Without changing a single word, write out every entry.

** Opening Data extracts block **

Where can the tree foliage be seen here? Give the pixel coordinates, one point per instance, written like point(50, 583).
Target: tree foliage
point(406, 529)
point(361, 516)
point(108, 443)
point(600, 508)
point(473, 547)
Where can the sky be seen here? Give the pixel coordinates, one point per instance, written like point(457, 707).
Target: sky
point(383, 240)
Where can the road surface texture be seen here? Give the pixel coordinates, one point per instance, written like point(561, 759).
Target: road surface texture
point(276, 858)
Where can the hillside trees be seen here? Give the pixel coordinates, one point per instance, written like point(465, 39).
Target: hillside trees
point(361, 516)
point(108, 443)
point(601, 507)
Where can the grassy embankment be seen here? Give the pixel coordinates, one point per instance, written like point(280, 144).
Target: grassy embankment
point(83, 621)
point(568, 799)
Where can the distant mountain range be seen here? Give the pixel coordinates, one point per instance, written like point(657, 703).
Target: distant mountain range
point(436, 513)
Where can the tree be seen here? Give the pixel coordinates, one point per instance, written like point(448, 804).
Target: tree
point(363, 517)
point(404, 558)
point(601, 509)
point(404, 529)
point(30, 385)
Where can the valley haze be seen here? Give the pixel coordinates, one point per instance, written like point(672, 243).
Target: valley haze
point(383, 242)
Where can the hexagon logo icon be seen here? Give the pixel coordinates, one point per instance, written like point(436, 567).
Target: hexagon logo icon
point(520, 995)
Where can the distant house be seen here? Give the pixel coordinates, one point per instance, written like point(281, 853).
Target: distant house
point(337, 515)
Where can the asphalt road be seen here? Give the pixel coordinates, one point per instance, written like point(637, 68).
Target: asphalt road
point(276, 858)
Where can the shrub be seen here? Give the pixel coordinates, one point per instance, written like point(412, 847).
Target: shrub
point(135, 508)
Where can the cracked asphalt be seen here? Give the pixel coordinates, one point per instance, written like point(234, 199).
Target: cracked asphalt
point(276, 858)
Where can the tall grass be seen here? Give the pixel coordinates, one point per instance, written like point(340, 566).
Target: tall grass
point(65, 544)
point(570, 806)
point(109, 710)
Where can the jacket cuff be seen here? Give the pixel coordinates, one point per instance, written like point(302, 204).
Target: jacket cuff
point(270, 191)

** Closing Data extracts block **

Response to the exercise:
Where can the tree foliage be seen here? Give the pixel coordinates, one point per instance, written like point(50, 583).
Target: tree foliage
point(406, 529)
point(361, 516)
point(108, 443)
point(600, 508)
point(473, 547)
Where can the sky be seen here? Give the pixel coordinates, one point per instance, written like point(457, 707).
Target: sky
point(383, 240)
Where can the road surface texture be seen here? Give the pixel coordinates, one point per instance, written like point(561, 759).
Target: road surface texture
point(276, 858)
Where can the hillside trees be seen here? Give the pixel coordinates, one point per instance, written like point(465, 39).
Target: hillside trees
point(361, 516)
point(108, 443)
point(601, 507)
Where can the grassy embankment be seen here? Give the pixel coordinates, one point per instance, written like point(280, 144).
Target: grassy embankment
point(83, 621)
point(568, 799)
Where can the distant mountain range be seen here? Give the pixel coordinates, one point per instance, written like point(657, 703).
Target: distant mountain range
point(436, 513)
Where can the tree be seen here? Give the pixel coordinates, one point per instance, written like point(448, 804).
Target: tree
point(363, 517)
point(404, 558)
point(601, 509)
point(404, 529)
point(30, 385)
Where can the valley haze be seen here? Give the pixel coordinates, one point per instance, written like point(672, 243).
Target: valley haze
point(383, 242)
Where can the hexagon logo icon be seen here? Give the pixel coordinates, one point per instance, written like point(436, 567).
Target: hexagon logo icon
point(520, 995)
Where can the distant house be seen here? Give the pixel coordinates, one point per instance, written like point(281, 853).
Target: distant house
point(337, 515)
Where can the asphalt road be seen here? Give the pixel coordinates, one point per instance, written like point(637, 68).
Target: asphalt road
point(276, 858)
Where can the shrub be seen here? Give the pixel coordinates, one point per instance, written like point(412, 847).
Target: shrub
point(135, 508)
Where can the cracked asphalt be seen here? Give the pixel coordinates, one point per instance, written like point(234, 199).
Target: cracked asphalt
point(276, 858)
Where can the tall grass be seen here? Give the pixel coordinates, one point per instance, written like point(340, 566).
Target: tall grass
point(65, 544)
point(570, 806)
point(109, 710)
Where can the jacket cuff be seen here? Give the pixel coordinates, one point per instance, written like point(302, 204).
Target: jacket cuff
point(270, 191)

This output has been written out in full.